Nüfustaki yaşlanma ve 3 çocuk konusundaki tepkilere Aile Bakanı Şahin çok net bir cevap verdi: "Gerçekten yaşlanıyoruz. Art niyet aramayın. Başka şeylerden referans almıyoruz."

Çarşamba akşamı Aile ve Sosyal Politikalar Bakanı Fatma Şahin ile Kalkınma Bakanı Cevdet Yılmaz'ın akşam yemeğinde konuğuydum. Konumuz da nüfustaki yaşlanma ile çalışma ilişkileri idi. Güzel ve bilgilendirici ve karşılıklı görüş alışverişini içeren bir birliktelik oldu.
Nüfusun yaşlandığı ve en az 3 çocuğun yaşlanma hızını düşüreceği görüşünü Bakanımız Fatma Şahin çok güzel özetledi: "Gerçekten yaşlanıyoruz ve eğitimli-çalışan kadını doğurmaya ve aynı zamanda çalışma hayatında tutmaya yarayacak tedbirler peşindeyiz. Bu çabalarımızın arkasında sakın art niyet aramayın. Başka şeylerden referans aldığımızı sanmayın."
Bakan Cevdet Yılmaz ise toplumsal ve kültürel olarak da kadının hem çalışıp hem de doğurganlığını artıracak tedbirleri alma amacında olduklarını söyledi.
Mevcut durumda ülkemizde doğurganlık hızı 2.1'e kadar düşmüş durumda ve aynı projeksiyonla, halen 75 milyon olan ülke nüfusumuz, 2050'de 93 milyona ulaşacak ama sonrasında düşerek 2075 yılında 89 milyon olacak. Halen genç nüfusa sahip gibiyiz ama mevcut doğurganlık hızı aynı kalırsa veya projeksiyondaki gibi düşmeye devam ederse üçgen şeklinde olması gereken nüfus piramidimizin alt tarafı (genç-çocuk) azalacak, yaşlı nüfusu gösteren üst tarafı ise şişmeye başlayacak. Buna karşın bir çalışanın bakmakla mükellef olduğu bağımlı nüfus da artmaya devam edecek.

İŞVEREN CAYDIRILMAYACAK
İki bakanımız gerçek amaç ve niyetlerinin hem ülke doğurganlık hızını artırmak hem de kadını istihdamda daha da var etmek için önerilerimizi de aldılar kendi politik amaçlarını da açıkladılar. Politik amaçlarını ise şöyle sıraladılar:
- Doğuma bağlı izinlerin işverenleri kadın istihdam kararından caydırmayacak şekilde artırılması.

▸ Belirtilen Hedef 1
Nüfusun yaşlanması üzerine yazıda "Nüfusun yaşlandığı ve" ifadesinden "amacında olduklarını söyledi." ifadesine kadar uzanan bölümü kelimesi kelimesine aktarın.

▸ Görev Malzemesi

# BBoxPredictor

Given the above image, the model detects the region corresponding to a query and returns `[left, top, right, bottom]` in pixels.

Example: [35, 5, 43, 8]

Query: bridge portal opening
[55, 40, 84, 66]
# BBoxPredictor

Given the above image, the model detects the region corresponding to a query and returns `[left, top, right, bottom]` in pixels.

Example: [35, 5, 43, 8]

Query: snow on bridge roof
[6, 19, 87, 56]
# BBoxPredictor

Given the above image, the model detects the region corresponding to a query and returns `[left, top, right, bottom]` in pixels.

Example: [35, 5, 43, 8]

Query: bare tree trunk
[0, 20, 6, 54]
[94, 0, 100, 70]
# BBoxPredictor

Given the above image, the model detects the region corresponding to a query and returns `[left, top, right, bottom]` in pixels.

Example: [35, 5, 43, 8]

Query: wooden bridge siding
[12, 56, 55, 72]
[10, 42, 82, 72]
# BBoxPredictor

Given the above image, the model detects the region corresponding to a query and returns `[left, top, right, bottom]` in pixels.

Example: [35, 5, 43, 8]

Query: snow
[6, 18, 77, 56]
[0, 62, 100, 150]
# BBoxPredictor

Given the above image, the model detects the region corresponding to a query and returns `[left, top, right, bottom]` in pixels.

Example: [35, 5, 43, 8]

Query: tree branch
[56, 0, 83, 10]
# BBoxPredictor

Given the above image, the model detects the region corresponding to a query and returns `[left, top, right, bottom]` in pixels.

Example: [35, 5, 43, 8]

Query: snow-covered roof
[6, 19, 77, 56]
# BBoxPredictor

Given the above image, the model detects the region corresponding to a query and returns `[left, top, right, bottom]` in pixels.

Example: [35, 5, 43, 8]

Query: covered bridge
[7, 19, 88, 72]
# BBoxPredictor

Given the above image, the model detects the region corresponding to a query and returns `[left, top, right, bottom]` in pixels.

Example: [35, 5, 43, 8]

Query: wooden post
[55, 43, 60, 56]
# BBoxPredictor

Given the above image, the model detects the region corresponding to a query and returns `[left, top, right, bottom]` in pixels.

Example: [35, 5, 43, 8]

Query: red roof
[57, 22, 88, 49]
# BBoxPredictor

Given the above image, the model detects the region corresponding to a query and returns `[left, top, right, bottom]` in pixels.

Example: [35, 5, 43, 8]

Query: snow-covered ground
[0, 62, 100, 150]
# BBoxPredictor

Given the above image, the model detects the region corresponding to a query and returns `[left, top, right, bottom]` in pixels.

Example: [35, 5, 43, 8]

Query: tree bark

▸ Belirtilen Hedef 2
Lütfen "bridge" sözcüğünü içeren satırların tamamını döndürün.

▸ Alıştırma Yanıtı 1
Nüfusun yaşlandığı ve en az 3 çocuğun yaşlanma hızını düşüreceği görüşünü Bakanımız Fatma Şahin çok güzel özetledi: "Gerçekten yaşlanıyoruz ve eğitimli-çalışan kadını doğurmaya ve aynı zamanda çalışma hayatında tutmaya yarayacak tedbirler peşindeyiz. Bu çabalarımızın arkasında sakın art niyet aramayın. Başka şeylerden referans aldığımızı sanmayın."
Bakan Cevdet Yılmaz ise toplumsal ve kültürel olarak da kadının hem çalışıp hem de doğurganlığını artıracak tedbirleri alma amacında olduklarını söyledi.

▸ Alıştırma Yanıtı 2
Query: bridge portal opening
Query: snow on bridge roof
Query: wooden bridge siding
Query: covered bridge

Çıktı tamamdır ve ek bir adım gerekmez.